Given passage:
‘Obsolete’ (Chapman, 2010).

Starting a project is an exercise in hope.

Sometimes you have an idea, or several, and spend some time at the beginning working out which ones to pursue and which to discard. Sometimes your topic or project outline is quite vague, and it can take some time and reading and thinking to work out what you are wanting to find out. But once you have a research question and/or a working hypothesis, then the [cautious?] optimism comes in. You try to decide how you are going to investigate your topic, you may read about how others have done this before, and have meetings with your supervisor to discuss different options. Once you’ve decided what you’re going to do, you set about doing it or develop a careful project plan outlining what tasks you want to achieve by when, oryou might test out a few options to see what works. Each project and each investigator is individual so what happens and when will vary, but hopefully you’ll come out the other end knowing more about your topic than you did at the beginning.

But what happens when you don’t find out anything? Or rather, you don’t get enough results, or the results you do get don’t really tell you anything. Or you figure out that your methods/experiment design/data collection is fundamentally flawed. That nobody fills in your survey, or the software doesn’t work like it’s supposed to, or you couldn’t figure out how to use it and no one could teach you, or you couldn’t get access to the equipment/resources/primary sources that you were counting on. That the person you were counting on to help you out becomes inaccessible or unavailable. Or, as in my case, that you realise the whole responsibility of taking on a project right now is completely beyond your current capabilities and capacity.

There are so many things that can go wrong with a research project. And it’s all the worse when people around you are apparently doing really well, meeting their goals, being really organised, achieving tasks well within their set time frames and generally winning at Project Dissertation, all the while you are dealing with obstacles, frustration, or living in the land of denial. I’ve definitely been there!

But all hope need not be lost.

An important fact that many project supervisors and university types don’t tell youis that the vast majority of academic research is in fact mostly null results, knowledge cul-de-sacs, methods that don’t work, ideas that are no-gos. This is really important , as for all the lightbulb moments, the amazing discoveries, the exciting creations, there are tens, hundreds, sometimes thousands of hours of research into things that didn’t work. And in fact we NEED these, to find out what doesn’t work so we can then concentrate on finding out what does. Of course, it’s often much more externally satisfying if your research is one of the success stories, but don’t discount the importance of the seeming-failures either. Remember that for those of you undertaking a dissertation for your degree, it is carrying out the project itself that is important, and you will be marked for doing that, as well as for showing your understanding of what did or didn’t happen and why. Your critical evaluation is what counts, not the results that have failed to go the way you may have hypothesised they would. And if there were fundamental flaws in the design or methodology, if you can explain what the problems were or might have been and suggest alternatives, then great, that gives a direction for projects to try in the future. (And is also a good place to start when trying to work out what project to carry out in the first place).

Task directions:
According to the passage on research setbacks, what does the vast majority of academic research in fact consist of?

Excerpted records:
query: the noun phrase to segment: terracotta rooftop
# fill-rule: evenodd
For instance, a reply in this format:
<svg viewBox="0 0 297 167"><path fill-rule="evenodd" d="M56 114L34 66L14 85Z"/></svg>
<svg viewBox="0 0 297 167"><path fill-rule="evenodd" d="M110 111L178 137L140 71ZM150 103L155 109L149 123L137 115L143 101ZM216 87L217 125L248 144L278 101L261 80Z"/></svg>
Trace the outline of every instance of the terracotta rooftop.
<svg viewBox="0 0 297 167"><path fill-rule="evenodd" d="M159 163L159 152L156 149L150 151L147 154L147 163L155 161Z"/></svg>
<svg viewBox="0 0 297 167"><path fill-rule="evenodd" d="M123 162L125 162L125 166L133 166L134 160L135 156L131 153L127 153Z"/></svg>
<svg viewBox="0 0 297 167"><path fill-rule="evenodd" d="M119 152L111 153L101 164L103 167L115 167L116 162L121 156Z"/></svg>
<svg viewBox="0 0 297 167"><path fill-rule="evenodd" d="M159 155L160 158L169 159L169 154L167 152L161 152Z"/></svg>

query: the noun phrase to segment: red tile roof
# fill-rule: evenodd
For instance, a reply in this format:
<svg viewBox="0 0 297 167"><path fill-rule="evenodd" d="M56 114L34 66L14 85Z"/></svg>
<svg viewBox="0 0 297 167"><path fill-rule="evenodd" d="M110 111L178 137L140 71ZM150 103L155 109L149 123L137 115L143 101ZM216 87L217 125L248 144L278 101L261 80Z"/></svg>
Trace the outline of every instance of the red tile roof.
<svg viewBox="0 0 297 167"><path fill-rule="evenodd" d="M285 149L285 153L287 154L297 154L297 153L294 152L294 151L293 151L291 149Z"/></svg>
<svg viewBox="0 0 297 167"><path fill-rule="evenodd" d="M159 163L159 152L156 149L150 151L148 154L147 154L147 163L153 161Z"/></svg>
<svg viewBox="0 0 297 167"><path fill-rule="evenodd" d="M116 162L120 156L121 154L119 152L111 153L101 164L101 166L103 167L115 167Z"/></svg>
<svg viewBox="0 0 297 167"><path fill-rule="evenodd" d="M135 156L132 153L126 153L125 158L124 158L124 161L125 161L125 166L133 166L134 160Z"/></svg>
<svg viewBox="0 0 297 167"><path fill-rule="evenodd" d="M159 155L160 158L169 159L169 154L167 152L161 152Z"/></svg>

Solution for this exercise:
Mostly null results, knowledge cul-de-sacs, methods that don't work, and ideas that are no-gos.